** Start Given data **

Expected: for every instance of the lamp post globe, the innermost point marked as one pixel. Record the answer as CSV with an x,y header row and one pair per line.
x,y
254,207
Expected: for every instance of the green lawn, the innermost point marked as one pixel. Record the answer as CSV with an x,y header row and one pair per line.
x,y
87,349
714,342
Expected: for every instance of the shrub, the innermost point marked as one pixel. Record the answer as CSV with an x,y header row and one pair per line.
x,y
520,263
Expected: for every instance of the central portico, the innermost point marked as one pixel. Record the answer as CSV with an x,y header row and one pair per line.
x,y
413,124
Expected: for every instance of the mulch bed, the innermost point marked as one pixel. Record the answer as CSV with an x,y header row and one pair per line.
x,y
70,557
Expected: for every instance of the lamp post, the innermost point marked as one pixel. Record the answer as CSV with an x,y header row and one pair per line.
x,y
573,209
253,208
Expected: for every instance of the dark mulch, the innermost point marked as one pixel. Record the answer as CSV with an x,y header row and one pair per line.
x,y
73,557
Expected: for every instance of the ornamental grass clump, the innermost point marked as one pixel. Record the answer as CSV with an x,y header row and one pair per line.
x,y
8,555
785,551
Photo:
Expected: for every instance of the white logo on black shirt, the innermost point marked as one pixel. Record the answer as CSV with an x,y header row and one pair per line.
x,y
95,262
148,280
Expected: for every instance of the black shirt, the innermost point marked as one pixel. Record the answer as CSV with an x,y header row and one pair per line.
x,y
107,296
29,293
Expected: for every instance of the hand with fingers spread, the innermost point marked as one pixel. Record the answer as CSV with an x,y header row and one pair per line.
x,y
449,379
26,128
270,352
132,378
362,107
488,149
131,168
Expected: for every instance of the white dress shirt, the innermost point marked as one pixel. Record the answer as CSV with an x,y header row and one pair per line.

** End Given data **

_Exercise requirements:_
Reproduce every entry above, substituting "a single pixel" for "one pixel" throughout and leaving everything else as it is.

_Exercise output:_
Expected: for every instance of the lamp post globe, the innermost point marked as a single pixel. Record the answer as CSV with an x,y header row and one pair per line.
x,y
254,207
Expected: for every instance of the green lawn, the innermost point marked as a single pixel. Record the answer as CSV with an x,y header row and one pair per line.
x,y
87,349
714,342
Expected: for every instance of the shrub, the innermost point marked as a single pixel. Record the answer as CSV with an x,y header row and one pair per line.
x,y
520,263
Expected: for every instance of the central portico, the innermost point marked as a single pixel. Record the answer as CSV with an x,y header row and one pair per line.
x,y
413,124
Expected: for every instance of the mulch bed, the innermost point marked as a single pixel. Record the answer as CSV with an x,y header row and one pair per line.
x,y
70,557
Expected: for every instance of the lamp post, the innermost point marked as a single pixel. Record the answer as CSV with an x,y header row and one pair per line.
x,y
573,209
253,208
Expected: for every instance of the dark mulch, the innermost point marked as a single pixel. Record the answer as CSV with an x,y header row and one pair per line.
x,y
73,557
Expected: for every instance of the ornamental grass clump, the innermost point marked as a single pixel. Record the answer as CSV with an x,y header row and one pair per line.
x,y
8,555
785,551
Photo:
Expected: for every instance of the white logo on black shirt, the innermost point marked as a single pixel. Record the answer as CSV with an x,y header row and one pair per line.
x,y
95,262
148,280
Expected: for every instance of the black shirt, the innermost point marked as a single pixel. Record the answer as CSV with an x,y header row and one pair per line.
x,y
107,296
29,293
Expected: for every instance of the hand with fingers spread, the innermost point marked as a single pixel. Record the answer as CSV with an x,y header row and one pair per line.
x,y
449,379
26,128
270,352
132,378
362,107
488,149
131,168
Expected: for every instance of the white dress shirt, the innermost point marked as a single pixel. Record the answer as CSV with an x,y header row and one pair per line.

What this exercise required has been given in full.